___ INPUT DATA ___
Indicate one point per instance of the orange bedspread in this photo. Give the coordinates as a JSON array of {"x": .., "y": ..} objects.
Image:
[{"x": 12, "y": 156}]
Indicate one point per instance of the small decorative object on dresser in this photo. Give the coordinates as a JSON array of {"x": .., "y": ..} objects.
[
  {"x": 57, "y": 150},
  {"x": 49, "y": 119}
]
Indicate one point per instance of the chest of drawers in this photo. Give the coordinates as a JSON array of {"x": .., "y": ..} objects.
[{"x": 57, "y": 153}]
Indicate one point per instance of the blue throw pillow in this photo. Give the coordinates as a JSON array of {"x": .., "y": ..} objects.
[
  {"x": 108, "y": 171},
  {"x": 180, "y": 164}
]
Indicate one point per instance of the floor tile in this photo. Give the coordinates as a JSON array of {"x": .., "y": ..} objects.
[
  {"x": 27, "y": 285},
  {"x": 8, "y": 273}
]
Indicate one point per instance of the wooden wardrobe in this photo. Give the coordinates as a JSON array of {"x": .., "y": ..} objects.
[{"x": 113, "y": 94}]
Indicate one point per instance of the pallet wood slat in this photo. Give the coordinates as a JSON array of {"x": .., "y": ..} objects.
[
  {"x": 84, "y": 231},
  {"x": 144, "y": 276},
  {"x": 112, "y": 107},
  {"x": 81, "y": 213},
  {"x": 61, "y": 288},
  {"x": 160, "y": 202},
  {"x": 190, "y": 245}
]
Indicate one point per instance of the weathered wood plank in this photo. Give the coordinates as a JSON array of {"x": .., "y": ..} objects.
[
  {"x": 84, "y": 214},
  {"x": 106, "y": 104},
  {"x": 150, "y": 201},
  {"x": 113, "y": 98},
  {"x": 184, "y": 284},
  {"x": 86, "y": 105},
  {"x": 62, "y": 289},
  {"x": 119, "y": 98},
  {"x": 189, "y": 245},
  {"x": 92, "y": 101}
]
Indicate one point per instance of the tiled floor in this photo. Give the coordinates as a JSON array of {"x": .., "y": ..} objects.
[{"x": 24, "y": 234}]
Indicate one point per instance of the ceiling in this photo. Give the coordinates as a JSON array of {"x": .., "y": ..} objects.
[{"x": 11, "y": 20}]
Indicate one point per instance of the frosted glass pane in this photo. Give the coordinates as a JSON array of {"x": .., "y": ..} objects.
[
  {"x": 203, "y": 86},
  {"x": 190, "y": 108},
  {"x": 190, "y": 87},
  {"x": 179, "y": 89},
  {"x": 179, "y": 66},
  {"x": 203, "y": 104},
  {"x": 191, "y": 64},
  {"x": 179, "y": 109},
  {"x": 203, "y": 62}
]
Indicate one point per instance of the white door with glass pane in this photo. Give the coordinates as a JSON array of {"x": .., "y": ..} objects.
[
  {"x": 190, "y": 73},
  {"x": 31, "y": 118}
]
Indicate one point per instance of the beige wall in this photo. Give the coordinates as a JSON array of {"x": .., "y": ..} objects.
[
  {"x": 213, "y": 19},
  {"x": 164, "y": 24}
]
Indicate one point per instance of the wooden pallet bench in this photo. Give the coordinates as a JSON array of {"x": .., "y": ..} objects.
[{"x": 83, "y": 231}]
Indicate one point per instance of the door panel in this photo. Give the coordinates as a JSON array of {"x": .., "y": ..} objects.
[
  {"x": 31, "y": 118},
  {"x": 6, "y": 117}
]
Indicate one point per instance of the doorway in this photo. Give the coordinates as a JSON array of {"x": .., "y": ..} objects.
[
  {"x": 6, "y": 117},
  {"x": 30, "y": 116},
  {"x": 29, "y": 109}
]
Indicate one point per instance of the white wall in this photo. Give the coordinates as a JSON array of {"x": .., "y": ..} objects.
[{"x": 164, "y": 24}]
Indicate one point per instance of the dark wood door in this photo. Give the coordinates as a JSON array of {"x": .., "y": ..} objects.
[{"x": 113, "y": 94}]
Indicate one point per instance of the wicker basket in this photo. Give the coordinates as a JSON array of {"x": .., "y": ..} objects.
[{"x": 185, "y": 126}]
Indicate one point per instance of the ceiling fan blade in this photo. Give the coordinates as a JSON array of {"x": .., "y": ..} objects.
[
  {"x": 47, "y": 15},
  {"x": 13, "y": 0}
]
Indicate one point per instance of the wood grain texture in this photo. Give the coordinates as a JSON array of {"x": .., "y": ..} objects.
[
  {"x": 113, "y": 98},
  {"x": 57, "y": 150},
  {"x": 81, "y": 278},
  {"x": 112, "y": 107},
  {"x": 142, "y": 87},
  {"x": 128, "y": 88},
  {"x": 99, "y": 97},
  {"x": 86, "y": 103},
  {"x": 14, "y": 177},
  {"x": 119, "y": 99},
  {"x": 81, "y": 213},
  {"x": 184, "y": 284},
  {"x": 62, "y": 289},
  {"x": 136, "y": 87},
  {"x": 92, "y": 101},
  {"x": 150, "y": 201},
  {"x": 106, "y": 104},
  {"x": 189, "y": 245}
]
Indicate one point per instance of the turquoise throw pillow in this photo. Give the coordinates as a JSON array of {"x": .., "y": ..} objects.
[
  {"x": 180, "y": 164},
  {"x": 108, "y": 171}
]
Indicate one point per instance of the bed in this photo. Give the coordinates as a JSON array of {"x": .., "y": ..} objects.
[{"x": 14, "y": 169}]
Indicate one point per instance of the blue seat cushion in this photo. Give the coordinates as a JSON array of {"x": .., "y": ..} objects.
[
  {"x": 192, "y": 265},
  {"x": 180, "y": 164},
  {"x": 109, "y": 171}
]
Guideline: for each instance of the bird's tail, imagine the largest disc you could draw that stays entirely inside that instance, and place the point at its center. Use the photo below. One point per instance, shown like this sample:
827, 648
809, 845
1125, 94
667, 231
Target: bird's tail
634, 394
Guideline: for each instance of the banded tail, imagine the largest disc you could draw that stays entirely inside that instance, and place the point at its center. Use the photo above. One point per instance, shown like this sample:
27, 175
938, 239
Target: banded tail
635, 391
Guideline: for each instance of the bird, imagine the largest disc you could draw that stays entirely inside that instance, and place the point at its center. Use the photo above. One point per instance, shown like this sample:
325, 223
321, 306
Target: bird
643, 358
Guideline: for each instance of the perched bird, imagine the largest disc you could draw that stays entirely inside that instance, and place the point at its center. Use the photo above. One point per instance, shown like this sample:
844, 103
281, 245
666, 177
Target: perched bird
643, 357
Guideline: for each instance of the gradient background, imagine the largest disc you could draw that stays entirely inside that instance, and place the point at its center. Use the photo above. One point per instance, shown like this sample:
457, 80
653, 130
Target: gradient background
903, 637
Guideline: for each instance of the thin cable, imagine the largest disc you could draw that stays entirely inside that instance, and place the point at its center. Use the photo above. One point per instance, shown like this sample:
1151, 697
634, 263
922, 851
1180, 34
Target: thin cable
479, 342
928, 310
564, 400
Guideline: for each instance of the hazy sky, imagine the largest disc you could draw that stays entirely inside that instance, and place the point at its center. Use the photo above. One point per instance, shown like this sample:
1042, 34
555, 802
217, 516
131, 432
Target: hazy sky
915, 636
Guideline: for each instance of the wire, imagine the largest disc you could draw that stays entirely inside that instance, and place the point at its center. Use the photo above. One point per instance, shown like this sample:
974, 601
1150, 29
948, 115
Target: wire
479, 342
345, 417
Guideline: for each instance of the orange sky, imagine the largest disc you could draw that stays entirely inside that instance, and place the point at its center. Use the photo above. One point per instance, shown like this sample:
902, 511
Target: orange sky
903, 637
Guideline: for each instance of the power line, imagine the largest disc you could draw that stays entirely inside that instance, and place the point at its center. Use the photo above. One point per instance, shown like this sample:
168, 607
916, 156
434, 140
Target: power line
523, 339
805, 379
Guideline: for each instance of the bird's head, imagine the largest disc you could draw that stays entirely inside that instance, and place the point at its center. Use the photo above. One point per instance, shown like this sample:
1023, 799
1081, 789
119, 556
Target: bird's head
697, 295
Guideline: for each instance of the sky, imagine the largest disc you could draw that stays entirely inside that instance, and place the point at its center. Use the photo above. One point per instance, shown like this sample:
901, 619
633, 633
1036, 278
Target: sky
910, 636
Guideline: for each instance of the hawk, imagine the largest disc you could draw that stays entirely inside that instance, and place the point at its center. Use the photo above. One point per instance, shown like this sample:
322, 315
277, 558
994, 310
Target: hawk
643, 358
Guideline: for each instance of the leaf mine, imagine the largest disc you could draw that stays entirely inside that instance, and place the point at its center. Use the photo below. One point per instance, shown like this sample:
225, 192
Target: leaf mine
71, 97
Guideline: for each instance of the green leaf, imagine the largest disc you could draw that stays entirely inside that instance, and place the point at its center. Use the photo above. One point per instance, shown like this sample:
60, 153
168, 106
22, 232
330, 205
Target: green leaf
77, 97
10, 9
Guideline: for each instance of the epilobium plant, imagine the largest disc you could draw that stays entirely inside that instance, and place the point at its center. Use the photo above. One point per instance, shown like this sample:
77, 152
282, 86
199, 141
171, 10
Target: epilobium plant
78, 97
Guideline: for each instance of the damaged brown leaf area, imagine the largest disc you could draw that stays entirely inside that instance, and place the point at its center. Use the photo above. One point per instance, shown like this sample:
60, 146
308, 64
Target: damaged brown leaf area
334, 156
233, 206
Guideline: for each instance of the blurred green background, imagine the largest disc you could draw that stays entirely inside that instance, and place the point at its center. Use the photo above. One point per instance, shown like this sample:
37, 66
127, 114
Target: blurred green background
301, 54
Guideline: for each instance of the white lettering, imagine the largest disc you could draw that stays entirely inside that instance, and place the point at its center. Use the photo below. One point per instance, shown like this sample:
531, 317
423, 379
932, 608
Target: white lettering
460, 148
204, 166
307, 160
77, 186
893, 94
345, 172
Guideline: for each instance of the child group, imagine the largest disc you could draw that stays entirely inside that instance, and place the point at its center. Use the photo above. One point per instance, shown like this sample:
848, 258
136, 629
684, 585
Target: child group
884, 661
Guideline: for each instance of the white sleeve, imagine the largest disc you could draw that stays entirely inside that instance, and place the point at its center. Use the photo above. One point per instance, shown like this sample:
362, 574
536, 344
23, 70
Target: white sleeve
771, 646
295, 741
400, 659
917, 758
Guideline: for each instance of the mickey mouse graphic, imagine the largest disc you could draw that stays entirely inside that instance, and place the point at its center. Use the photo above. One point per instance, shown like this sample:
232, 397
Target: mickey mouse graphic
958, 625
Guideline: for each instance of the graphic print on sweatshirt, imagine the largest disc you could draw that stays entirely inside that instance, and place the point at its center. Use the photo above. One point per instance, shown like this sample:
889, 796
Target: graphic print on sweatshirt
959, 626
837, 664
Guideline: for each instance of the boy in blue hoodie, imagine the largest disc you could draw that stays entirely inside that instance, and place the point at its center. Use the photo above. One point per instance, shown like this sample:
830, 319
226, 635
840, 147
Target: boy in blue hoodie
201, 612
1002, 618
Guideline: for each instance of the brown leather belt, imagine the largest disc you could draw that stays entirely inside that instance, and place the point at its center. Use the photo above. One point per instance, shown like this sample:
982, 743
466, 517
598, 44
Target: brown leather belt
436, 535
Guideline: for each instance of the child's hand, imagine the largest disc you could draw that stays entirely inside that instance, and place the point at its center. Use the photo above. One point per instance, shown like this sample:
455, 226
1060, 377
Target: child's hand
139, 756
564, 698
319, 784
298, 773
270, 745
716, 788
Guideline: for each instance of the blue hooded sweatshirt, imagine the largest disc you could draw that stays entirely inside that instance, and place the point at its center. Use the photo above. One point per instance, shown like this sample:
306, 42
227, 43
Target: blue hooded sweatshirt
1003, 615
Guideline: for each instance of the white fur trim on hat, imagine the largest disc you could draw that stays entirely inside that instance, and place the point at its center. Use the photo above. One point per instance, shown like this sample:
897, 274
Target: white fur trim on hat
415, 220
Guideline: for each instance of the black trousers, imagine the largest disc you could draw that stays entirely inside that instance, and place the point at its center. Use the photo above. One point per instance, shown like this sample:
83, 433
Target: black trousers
___
**REQUIRED WORK**: Please copy out each line in the entries that mentions the string "below".

**YOUR SOLUTION**:
Guideline: for each instance of the bird's tail, imagine the largest disc you could draw that stays entirely inside that instance, and place the point at its center. Use the photo below. One point per instance, shown like this sample:
Guideline: for each instance of the leaf mine, imagine the largest disc you could draw that stays entirely inside that instance, and place the point at its center. Use the photo below. One point per instance, shown like this sample:
Guideline: for each instance of the white lettering, imagine the largest disc you could draw that stays entirely inside that instance, and place the point at its center. Use the photo below. One point per instance, shown like this sample:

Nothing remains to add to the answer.